• **GEZEIGTER TEXTAUSZUG**:
Azubis erleben "Realitätsschock"

In vielen Fällen läuft es nicht so glatt. Aus Zahlen des Bundesfamilienministeriums geht hervor, dass etwa 30 Prozent der Pflege-Azubis ihre Ausbildungsverträge vorzeitig auflösen. Das muss nicht in jedem Fall ein Ende der Ausbildung an sich bedeuten, schließlich kann diese bei einem anderen Träger fortgesetzt werden. Die Auflösungsquote entspreche "in der Tendenz den durchschnittlichen Lösungsquoten in den dualen Berufsausbildungen", so das Ministerium.

Dennoch sind Verantwortliche wie Dana Wiens besorgt. Sie leitet den Geschäftsbereich Pflegeschulen der Deutschen Angestellten-Akademie in Nordrhein-Westfalen und hält die hohen Abbrecherquoten für ein "echtes Problem".

• **AUFGABE 1**: Welcher Anteil der Pflege-Azubis löst laut dem Textauszug den Ausbildungsvertrag vorzeitig auf?
• **AUFGABE 2**: Kopieren Sie aus dem Textauszug wortgetreu den Abschnitt von „In vielen Fällen“ bis „so das Ministerium.“.
Für diese Aufgaben spielen die Zeilen keine Rolle.

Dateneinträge
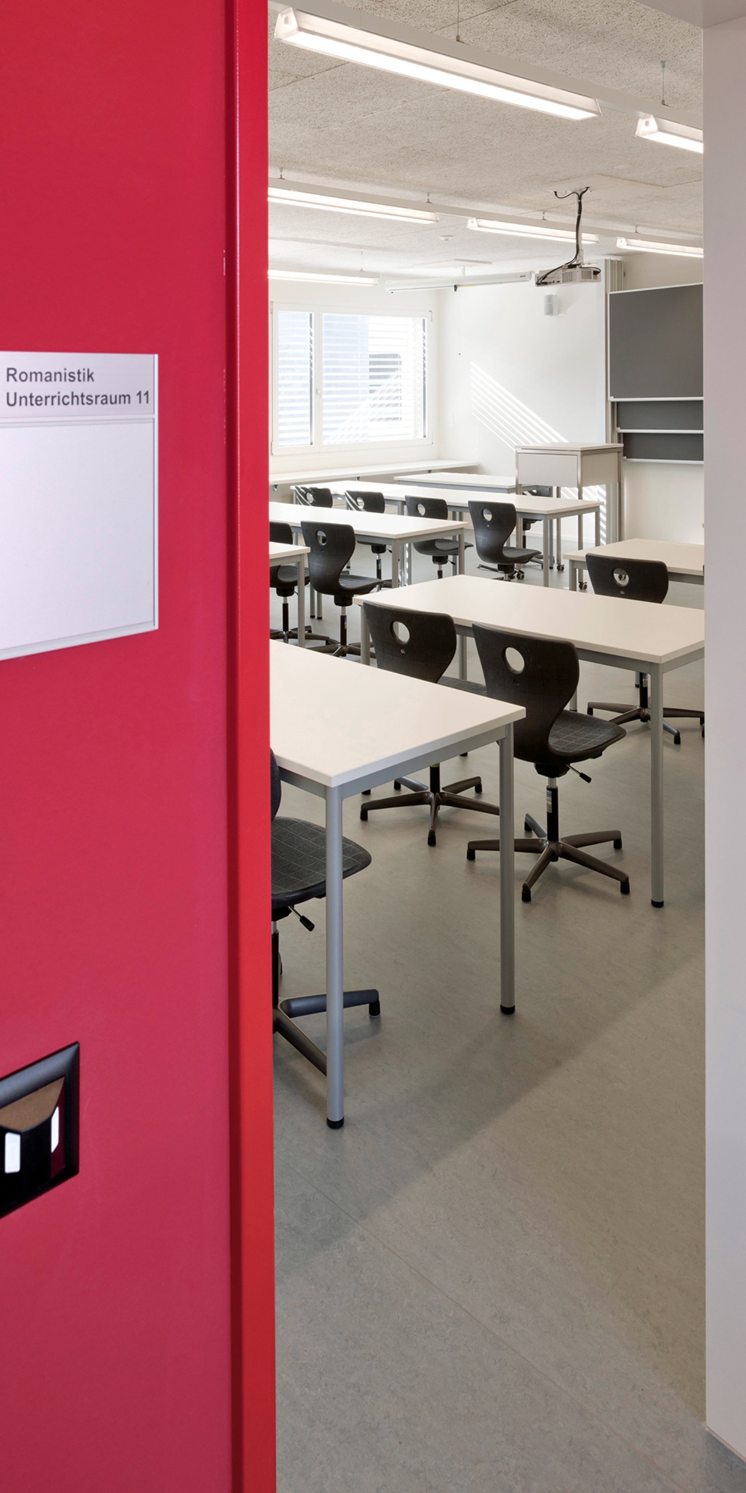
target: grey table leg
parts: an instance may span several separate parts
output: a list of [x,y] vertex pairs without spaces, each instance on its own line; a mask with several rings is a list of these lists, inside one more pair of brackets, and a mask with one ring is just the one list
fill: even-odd
[[298,560],[298,648],[306,646],[306,555]]
[[500,1009],[515,1011],[513,727],[500,742]]
[[342,793],[327,790],[327,1124],[345,1123],[345,960],[342,932]]
[[366,608],[360,608],[360,661],[370,664],[370,627]]
[[646,664],[651,705],[651,902],[662,908],[662,669]]

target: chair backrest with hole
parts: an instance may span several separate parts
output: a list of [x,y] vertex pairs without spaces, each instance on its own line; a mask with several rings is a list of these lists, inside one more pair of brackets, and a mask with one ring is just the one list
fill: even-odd
[[585,566],[597,596],[625,596],[628,602],[662,602],[667,596],[668,570],[662,560],[586,554]]
[[549,732],[577,688],[574,645],[477,623],[473,633],[486,693],[494,700],[524,706],[525,718],[513,727],[515,755],[533,761],[546,778],[564,776],[567,764],[551,751]]
[[363,603],[379,669],[437,684],[457,651],[452,617]]
[[[448,518],[448,503],[445,497],[407,497],[407,514],[410,518]],[[431,539],[425,540],[427,548],[415,545],[418,554],[430,554]]]
[[275,818],[275,815],[276,815],[276,812],[278,812],[278,809],[280,806],[280,799],[282,799],[282,782],[280,782],[280,775],[279,775],[279,767],[278,767],[278,758],[275,757],[275,752],[270,749],[270,806],[272,806],[272,818]]
[[303,543],[309,546],[309,579],[315,591],[334,596],[339,578],[355,552],[355,530],[352,524],[327,524],[318,518],[304,523]]
[[385,514],[386,500],[383,493],[345,493],[348,508],[358,514]]
[[295,502],[304,508],[334,508],[331,488],[328,487],[294,487]]
[[468,512],[479,558],[489,564],[509,564],[503,551],[516,526],[515,503],[497,503],[483,497],[471,502]]

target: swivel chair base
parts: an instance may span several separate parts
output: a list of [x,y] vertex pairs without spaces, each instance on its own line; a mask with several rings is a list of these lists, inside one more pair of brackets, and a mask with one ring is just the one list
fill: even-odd
[[467,788],[473,788],[474,793],[482,793],[482,778],[463,778],[460,782],[449,782],[445,788],[442,788],[439,763],[430,769],[430,787],[425,782],[419,782],[418,778],[395,778],[394,788],[397,791],[409,788],[407,797],[374,799],[373,803],[366,803],[361,808],[361,820],[367,820],[373,809],[403,809],[409,808],[410,803],[427,803],[430,808],[430,829],[427,832],[428,845],[437,845],[436,829],[440,809],[471,809],[477,814],[500,814],[497,803],[476,803],[474,799],[463,797]]
[[[582,850],[583,845],[604,845],[607,841],[613,842],[615,850],[621,850],[621,830],[594,830],[588,835],[568,835],[565,839],[560,839],[558,796],[557,785],[552,781],[549,781],[548,788],[548,829],[545,829],[531,814],[527,814],[524,829],[528,835],[536,836],[536,839],[516,839],[513,842],[516,851],[539,855],[536,866],[530,870],[521,888],[522,902],[531,902],[531,887],[536,887],[546,867],[557,860],[571,860],[576,866],[585,866],[586,870],[597,870],[601,876],[610,876],[612,881],[619,882],[622,896],[630,894],[630,876],[625,870],[618,870],[616,866],[609,866],[606,860],[597,860],[595,855],[585,855]],[[500,850],[500,841],[470,841],[467,845],[467,860],[476,860],[477,850]]]
[[[275,929],[272,935],[272,1030],[279,1032],[297,1053],[301,1053],[309,1063],[313,1063],[313,1067],[318,1067],[319,1073],[325,1073],[327,1054],[295,1026],[292,1017],[310,1017],[325,1011],[327,997],[291,996],[288,1000],[279,1000],[280,967],[279,932]],[[343,1006],[345,1011],[349,1011],[351,1006],[367,1006],[369,1015],[379,1017],[380,996],[377,990],[345,990]]]
[[[612,717],[612,724],[613,726],[625,726],[627,721],[643,721],[646,726],[649,726],[651,724],[651,711],[649,711],[649,703],[648,703],[648,675],[646,673],[640,675],[640,681],[639,681],[637,690],[639,690],[639,696],[640,696],[640,703],[639,705],[630,708],[627,705],[613,705],[613,703],[609,703],[609,702],[604,702],[604,700],[588,700],[588,715],[592,715],[594,711],[615,711],[615,712],[619,711],[618,715],[615,714]],[[682,711],[679,708],[668,709],[665,705],[664,705],[662,709],[664,709],[664,717],[670,715],[671,720],[674,720],[674,721],[676,720],[698,721],[700,727],[701,727],[701,733],[704,736],[704,711]],[[682,745],[682,736],[680,736],[680,732],[676,729],[676,726],[671,726],[664,718],[662,729],[664,729],[664,732],[668,732],[668,736],[673,736],[673,745],[674,746],[680,746]]]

• **ANTWORT 1**: Etwa 30 Prozent der Pflege-Azubis lösen ihren Ausbildungsvertrag vorzeitig auf.

• **ANTWORT 2**:
In vielen Fällen läuft es nicht so glatt. Aus Zahlen des Bundesfamilienministeriums geht hervor, dass etwa 30 Prozent der Pflege-Azubis ihre Ausbildungsverträge vorzeitig auflösen. Das muss nicht in jedem Fall ein Ende der Ausbildung an sich bedeuten, schließlich kann diese bei einem anderen Träger fortgesetzt werden. Die Auflösungsquote entspreche "in der Tendenz den durchschnittlichen Lösungsquoten in den dualen Berufsausbildungen", so das Ministerium.